* PASSAGE PROVIDED
Picture yourself working at your desk, tinkering on the design of some of the internals of your game engine (as I wrote in the previous devlog post), toward a significant redesign of the game-engine core.
That’s a lot of work, and you should try and focus as much as possible and limit yourself to what’s strictly related to what’s required.
But, alas, you already know from the very beginning that’s not going to happen and you’ll find some other interesting topic to let your mind wander about…
… and, of course, this time I’m making no exception to this by tinkering about arguments passing.
The Current Way
Since its inception, I invested a significant portion of time in making the game-engine scripting core efficient, elegant and clear to use. One feature I sought to implement it’s a reasonably performant function overloading as it was something I liked a lot in Wren, which I was using when I was developing Tofu Engine. Lua doesn’t support overloading straight out-of-the-box (as in C++ or Java, for example) but can be implemented with some minor effort by leveraging the fact that arguments can be optional (they are set to nil
when missing from the actual arguments list).
Let’s see and basic example and write a hypothetical function in Lua that writes some text on screen leveraging another (internal and low-level) function:
local _default_color = { 255, 255, 255 }
function draw_text(x, y, message, color)
local actual_color = color or _default_color -- This is the Lua idiomatic for the C ternary operator.
_draw_text_internal(x, y, message, actual_color)
end
We are using the “missing arguments are nil” feature to handle the case when color
is not provided… but we can achieve the same result using overloading by arity
local _default_color = { 255, 255, 255 }
function draw_text(...)
local args = { ... }
if #args == 3 then
_draw_text_internal(args[1], args[2], args[3], actual_color)
elseif #args == 4 then
_draw_text_internal(args[1], args[2], args[3], args[4])
end
end
In this case, we are differentiating the behaviour by checking the number of actual arguments (i.e. the function arity). It might appear to be more “redundant” and less clever as an approach but, in fact, is much more manageable in the long run as the resulting code is less convoluted and easier to read.

* PROVIDED DATA

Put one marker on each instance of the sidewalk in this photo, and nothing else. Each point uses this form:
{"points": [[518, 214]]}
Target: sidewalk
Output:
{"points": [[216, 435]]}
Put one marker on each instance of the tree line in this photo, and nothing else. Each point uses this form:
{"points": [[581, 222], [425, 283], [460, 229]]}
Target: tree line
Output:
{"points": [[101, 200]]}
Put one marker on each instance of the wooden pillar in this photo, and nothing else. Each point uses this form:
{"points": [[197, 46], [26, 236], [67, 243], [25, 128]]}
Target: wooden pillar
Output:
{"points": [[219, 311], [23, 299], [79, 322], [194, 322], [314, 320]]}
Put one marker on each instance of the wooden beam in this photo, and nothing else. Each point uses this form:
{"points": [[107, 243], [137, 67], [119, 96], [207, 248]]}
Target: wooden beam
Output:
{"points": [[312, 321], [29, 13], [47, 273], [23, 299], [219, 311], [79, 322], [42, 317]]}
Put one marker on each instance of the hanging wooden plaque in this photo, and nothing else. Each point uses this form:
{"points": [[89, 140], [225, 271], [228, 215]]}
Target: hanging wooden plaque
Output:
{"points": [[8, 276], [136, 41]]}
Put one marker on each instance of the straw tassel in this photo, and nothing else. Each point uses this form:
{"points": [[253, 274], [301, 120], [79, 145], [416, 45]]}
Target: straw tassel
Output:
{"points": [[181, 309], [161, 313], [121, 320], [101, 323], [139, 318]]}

---

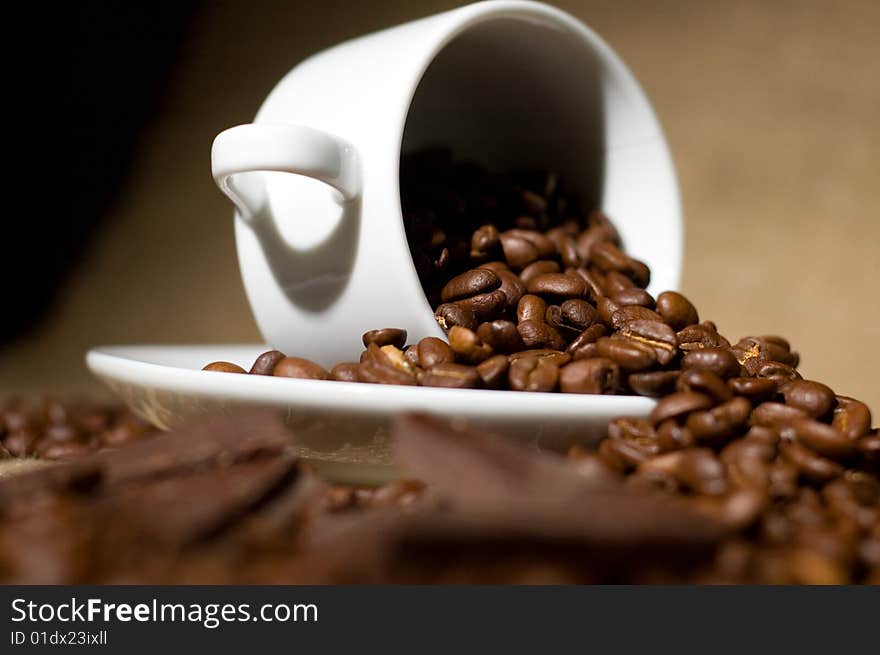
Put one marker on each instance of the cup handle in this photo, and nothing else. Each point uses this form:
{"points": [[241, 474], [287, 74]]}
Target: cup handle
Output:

* * *

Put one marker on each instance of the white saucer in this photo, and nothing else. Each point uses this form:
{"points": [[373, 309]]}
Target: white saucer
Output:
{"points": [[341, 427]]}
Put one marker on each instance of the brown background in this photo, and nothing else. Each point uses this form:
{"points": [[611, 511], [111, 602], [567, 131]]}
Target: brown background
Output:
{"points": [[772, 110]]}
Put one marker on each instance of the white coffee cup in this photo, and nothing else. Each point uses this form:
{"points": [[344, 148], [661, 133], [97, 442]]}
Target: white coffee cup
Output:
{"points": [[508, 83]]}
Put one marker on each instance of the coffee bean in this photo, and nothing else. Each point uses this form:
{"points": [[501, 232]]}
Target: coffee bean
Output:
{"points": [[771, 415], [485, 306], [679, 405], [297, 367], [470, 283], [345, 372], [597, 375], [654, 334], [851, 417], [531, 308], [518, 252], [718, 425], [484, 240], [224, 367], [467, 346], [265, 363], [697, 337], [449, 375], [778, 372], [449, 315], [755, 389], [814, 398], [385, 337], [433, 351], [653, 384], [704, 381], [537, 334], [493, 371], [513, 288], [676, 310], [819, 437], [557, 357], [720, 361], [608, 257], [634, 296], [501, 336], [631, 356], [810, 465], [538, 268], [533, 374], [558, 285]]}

* REQUIRED TASK 1
Reproduce everything in the devlog post from "Let’s see and" down to "C ternary operator.".
* REQUIRED TASK 2
Translate this sentence from the devlog post into French: "In this case, we are differentiating the behaviour by checking the number of actual arguments (i.e. the function arity)."
* REQUIRED TASK 3
According to the devlog post, which language was the author using while developing Tofu Engine?
The material above is separate from the devlog post and stands on its own.

* PROBLEM SOLUTION 1
Let’s see and basic example and write a hypothetical function in Lua that writes some text on screen leveraging another (internal and low-level) function:
local _default_color = { 255, 255, 255 }
function draw_text(x, y, message, color)
local actual_color = color or _default_color -- This is the Lua idiomatic for the C ternary operator.

* PROBLEM SOLUTION 2
Dans ce cas, nous différencions le comportement en vérifiant le nombre d'arguments effectifs (c'est-à-dire l'arité de la fonction).

* PROBLEM SOLUTION 3
Wren